Given records
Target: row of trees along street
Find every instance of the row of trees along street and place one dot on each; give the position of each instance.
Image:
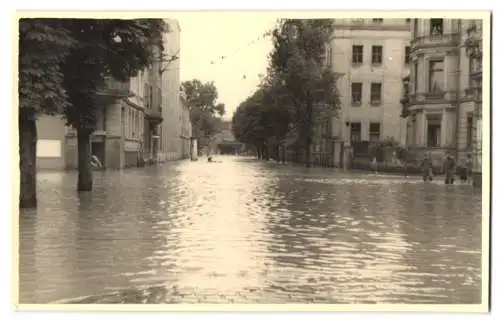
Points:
(63, 63)
(297, 95)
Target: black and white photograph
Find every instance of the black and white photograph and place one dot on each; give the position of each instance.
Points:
(253, 158)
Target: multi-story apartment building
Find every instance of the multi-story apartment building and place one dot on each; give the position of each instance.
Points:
(176, 134)
(371, 56)
(127, 126)
(142, 120)
(443, 93)
(186, 133)
(474, 49)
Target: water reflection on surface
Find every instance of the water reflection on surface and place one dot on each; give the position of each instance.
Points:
(242, 231)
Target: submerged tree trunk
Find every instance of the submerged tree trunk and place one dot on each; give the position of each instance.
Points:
(309, 132)
(27, 160)
(84, 167)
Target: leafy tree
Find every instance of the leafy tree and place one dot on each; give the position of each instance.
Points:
(43, 45)
(63, 64)
(200, 98)
(104, 48)
(262, 118)
(297, 61)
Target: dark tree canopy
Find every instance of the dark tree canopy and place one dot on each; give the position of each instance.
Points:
(299, 93)
(106, 48)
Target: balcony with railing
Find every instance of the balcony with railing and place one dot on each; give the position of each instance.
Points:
(115, 88)
(372, 24)
(405, 101)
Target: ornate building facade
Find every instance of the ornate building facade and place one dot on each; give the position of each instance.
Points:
(371, 56)
(441, 92)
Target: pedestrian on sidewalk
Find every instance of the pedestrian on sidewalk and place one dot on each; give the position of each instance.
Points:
(426, 166)
(374, 165)
(469, 168)
(449, 169)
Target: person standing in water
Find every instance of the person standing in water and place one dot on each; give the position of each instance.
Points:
(469, 168)
(426, 166)
(449, 167)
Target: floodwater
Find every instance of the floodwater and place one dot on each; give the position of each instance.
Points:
(243, 231)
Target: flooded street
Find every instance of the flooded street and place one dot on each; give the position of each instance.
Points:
(243, 231)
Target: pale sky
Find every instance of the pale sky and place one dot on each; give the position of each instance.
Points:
(206, 37)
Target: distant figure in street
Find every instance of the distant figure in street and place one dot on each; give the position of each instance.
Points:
(426, 166)
(95, 162)
(374, 165)
(469, 168)
(449, 168)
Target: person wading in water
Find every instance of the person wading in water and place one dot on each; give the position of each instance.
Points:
(427, 168)
(449, 166)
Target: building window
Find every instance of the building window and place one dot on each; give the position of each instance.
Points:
(146, 96)
(436, 27)
(329, 57)
(357, 54)
(470, 123)
(407, 54)
(376, 54)
(433, 131)
(415, 78)
(374, 131)
(436, 75)
(357, 93)
(415, 28)
(375, 93)
(151, 96)
(129, 123)
(355, 132)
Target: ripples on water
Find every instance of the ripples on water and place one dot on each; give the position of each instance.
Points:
(241, 231)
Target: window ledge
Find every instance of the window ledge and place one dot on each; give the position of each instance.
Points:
(434, 95)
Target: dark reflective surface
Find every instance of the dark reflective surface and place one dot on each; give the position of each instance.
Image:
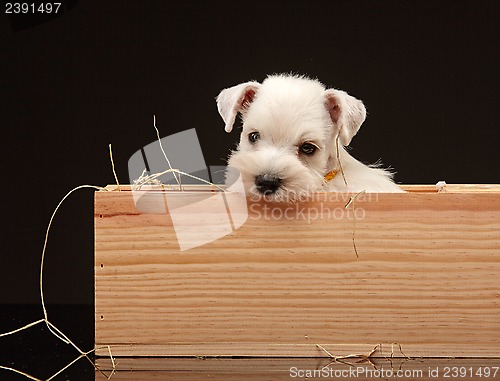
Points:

Given task
Reproduce every line of the material, requests included, starting at the line that contains "Target: ripples on water" and ending at the end of the material. Rescale each point coordinate by multiplying it by 1.55 and rounding to a whole number, with halves rounded up, and leave the pictures out.

Exercise answer
Target: ripples on water
Find every instance of the ripples on water and place one dot on each; give the position of each instance.
Points:
(374, 358)
Target: window ledge
Find every instance of the window ledge and place one dot on each; give the position of each instance.
Points:
(673, 147)
Target: dark reflective surface
Find every instance of the dark reflective surface and place one dot on each; give the position of each instance.
Image:
Points:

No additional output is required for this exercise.